What the exercise asks: Needed from the data below: every line from the one with "instance, sample <point>864,349</point>." up to and including the one with "[indicate] one point per instance, sample <point>89,730</point>.", repeated exactly and with nothing else.

[Records from a dataset]
= = = =

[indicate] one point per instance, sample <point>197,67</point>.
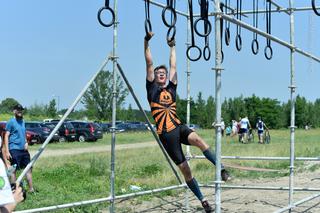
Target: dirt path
<point>92,149</point>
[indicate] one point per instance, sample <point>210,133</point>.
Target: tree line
<point>97,105</point>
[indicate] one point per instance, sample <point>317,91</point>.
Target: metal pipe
<point>66,114</point>
<point>258,158</point>
<point>188,153</point>
<point>279,7</point>
<point>271,37</point>
<point>298,203</point>
<point>218,69</point>
<point>292,98</point>
<point>164,6</point>
<point>286,10</point>
<point>114,106</point>
<point>100,200</point>
<point>148,122</point>
<point>279,188</point>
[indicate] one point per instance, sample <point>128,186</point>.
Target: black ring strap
<point>173,31</point>
<point>171,8</point>
<point>147,23</point>
<point>238,42</point>
<point>238,36</point>
<point>314,7</point>
<point>255,46</point>
<point>192,46</point>
<point>268,56</point>
<point>227,30</point>
<point>268,28</point>
<point>204,9</point>
<point>255,43</point>
<point>106,7</point>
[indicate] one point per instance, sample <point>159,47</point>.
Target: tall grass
<point>86,176</point>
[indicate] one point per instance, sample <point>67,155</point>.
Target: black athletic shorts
<point>20,157</point>
<point>172,142</point>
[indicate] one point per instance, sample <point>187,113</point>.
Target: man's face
<point>18,113</point>
<point>161,76</point>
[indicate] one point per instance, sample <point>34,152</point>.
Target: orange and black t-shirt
<point>163,105</point>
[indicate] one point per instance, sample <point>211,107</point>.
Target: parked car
<point>105,126</point>
<point>66,131</point>
<point>32,137</point>
<point>194,126</point>
<point>43,131</point>
<point>87,131</point>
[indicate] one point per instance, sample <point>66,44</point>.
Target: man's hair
<point>162,66</point>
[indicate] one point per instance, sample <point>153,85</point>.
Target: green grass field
<point>83,177</point>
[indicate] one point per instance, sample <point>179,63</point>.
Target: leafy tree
<point>6,106</point>
<point>37,110</point>
<point>98,99</point>
<point>51,109</point>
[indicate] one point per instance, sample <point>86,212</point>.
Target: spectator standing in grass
<point>244,129</point>
<point>260,127</point>
<point>162,100</point>
<point>15,149</point>
<point>8,199</point>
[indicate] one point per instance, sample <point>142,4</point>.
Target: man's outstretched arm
<point>148,57</point>
<point>173,62</point>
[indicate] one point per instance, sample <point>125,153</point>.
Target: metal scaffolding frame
<point>218,69</point>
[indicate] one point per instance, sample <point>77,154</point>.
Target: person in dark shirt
<point>171,131</point>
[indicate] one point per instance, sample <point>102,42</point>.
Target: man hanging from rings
<point>172,133</point>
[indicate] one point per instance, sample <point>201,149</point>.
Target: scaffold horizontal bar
<point>271,37</point>
<point>259,158</point>
<point>101,200</point>
<point>163,6</point>
<point>281,188</point>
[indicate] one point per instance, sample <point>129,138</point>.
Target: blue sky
<point>52,48</point>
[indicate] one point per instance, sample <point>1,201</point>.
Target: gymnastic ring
<point>147,26</point>
<point>238,42</point>
<point>206,53</point>
<point>313,3</point>
<point>227,36</point>
<point>173,29</point>
<point>266,54</point>
<point>188,53</point>
<point>206,22</point>
<point>112,14</point>
<point>255,46</point>
<point>173,22</point>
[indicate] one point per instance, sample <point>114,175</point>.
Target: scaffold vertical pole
<point>292,98</point>
<point>218,107</point>
<point>114,106</point>
<point>188,104</point>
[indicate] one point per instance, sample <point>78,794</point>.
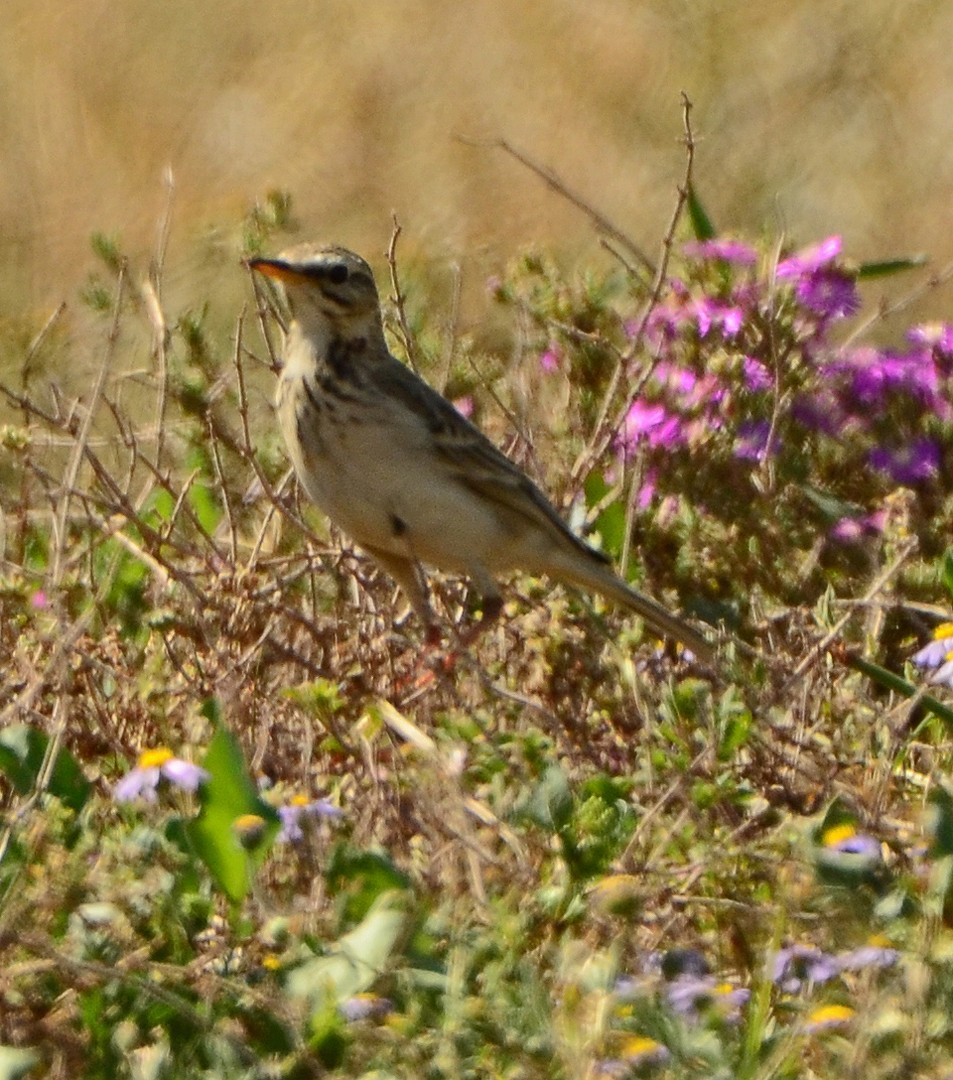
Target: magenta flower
<point>937,337</point>
<point>365,1007</point>
<point>756,375</point>
<point>872,955</point>
<point>797,966</point>
<point>829,294</point>
<point>819,413</point>
<point>913,463</point>
<point>152,767</point>
<point>726,251</point>
<point>692,995</point>
<point>550,360</point>
<point>938,655</point>
<point>709,313</point>
<point>851,529</point>
<point>752,443</point>
<point>809,259</point>
<point>652,423</point>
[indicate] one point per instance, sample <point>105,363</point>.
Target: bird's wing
<point>474,461</point>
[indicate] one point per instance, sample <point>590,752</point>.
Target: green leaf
<point>22,752</point>
<point>356,960</point>
<point>887,267</point>
<point>947,571</point>
<point>611,521</point>
<point>236,827</point>
<point>891,680</point>
<point>701,224</point>
<point>15,1063</point>
<point>550,804</point>
<point>940,821</point>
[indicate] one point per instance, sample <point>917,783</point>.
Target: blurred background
<point>813,117</point>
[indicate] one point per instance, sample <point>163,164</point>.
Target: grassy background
<point>565,806</point>
<point>813,117</point>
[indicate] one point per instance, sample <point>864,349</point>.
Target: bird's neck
<point>340,348</point>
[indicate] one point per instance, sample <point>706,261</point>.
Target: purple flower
<point>752,442</point>
<point>938,655</point>
<point>845,838</point>
<point>692,995</point>
<point>652,422</point>
<point>710,313</point>
<point>635,1050</point>
<point>939,338</point>
<point>819,413</point>
<point>301,808</point>
<point>939,650</point>
<point>756,375</point>
<point>872,955</point>
<point>851,529</point>
<point>550,360</point>
<point>917,461</point>
<point>871,377</point>
<point>365,1007</point>
<point>829,294</point>
<point>727,251</point>
<point>802,964</point>
<point>809,259</point>
<point>152,767</point>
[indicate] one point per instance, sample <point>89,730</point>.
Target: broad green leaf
<point>701,224</point>
<point>16,1063</point>
<point>235,828</point>
<point>550,804</point>
<point>891,680</point>
<point>22,753</point>
<point>357,959</point>
<point>885,268</point>
<point>611,522</point>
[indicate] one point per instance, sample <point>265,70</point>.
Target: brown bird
<point>396,466</point>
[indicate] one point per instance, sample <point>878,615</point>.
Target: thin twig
<point>82,437</point>
<point>398,299</point>
<point>606,430</point>
<point>596,217</point>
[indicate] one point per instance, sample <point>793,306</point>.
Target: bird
<point>397,467</point>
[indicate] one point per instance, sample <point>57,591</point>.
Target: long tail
<point>604,580</point>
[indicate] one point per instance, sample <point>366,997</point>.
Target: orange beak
<point>276,269</point>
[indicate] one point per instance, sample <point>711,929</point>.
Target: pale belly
<point>383,486</point>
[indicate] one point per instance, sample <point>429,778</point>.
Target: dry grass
<point>813,117</point>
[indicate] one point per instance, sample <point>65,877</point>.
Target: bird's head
<point>327,288</point>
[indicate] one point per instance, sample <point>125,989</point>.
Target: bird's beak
<point>277,269</point>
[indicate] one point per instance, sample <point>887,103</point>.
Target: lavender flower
<point>692,995</point>
<point>938,655</point>
<point>152,767</point>
<point>725,251</point>
<point>828,294</point>
<point>797,966</point>
<point>365,1007</point>
<point>301,808</point>
<point>809,259</point>
<point>913,463</point>
<point>875,954</point>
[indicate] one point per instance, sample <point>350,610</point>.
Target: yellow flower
<point>829,1016</point>
<point>155,758</point>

= = = =

Solution below:
[indicate] one point per instance, sample <point>864,349</point>.
Target: bird's neck
<point>340,348</point>
[indicate] one point per instance, sample <point>706,261</point>.
Target: purple flower
<point>752,442</point>
<point>938,655</point>
<point>845,838</point>
<point>692,995</point>
<point>652,422</point>
<point>710,313</point>
<point>635,1050</point>
<point>939,338</point>
<point>819,413</point>
<point>301,808</point>
<point>939,650</point>
<point>756,375</point>
<point>872,955</point>
<point>851,529</point>
<point>550,360</point>
<point>917,461</point>
<point>871,377</point>
<point>365,1007</point>
<point>829,294</point>
<point>727,251</point>
<point>802,964</point>
<point>809,259</point>
<point>152,767</point>
[indicate] one point per instance, sample <point>89,730</point>.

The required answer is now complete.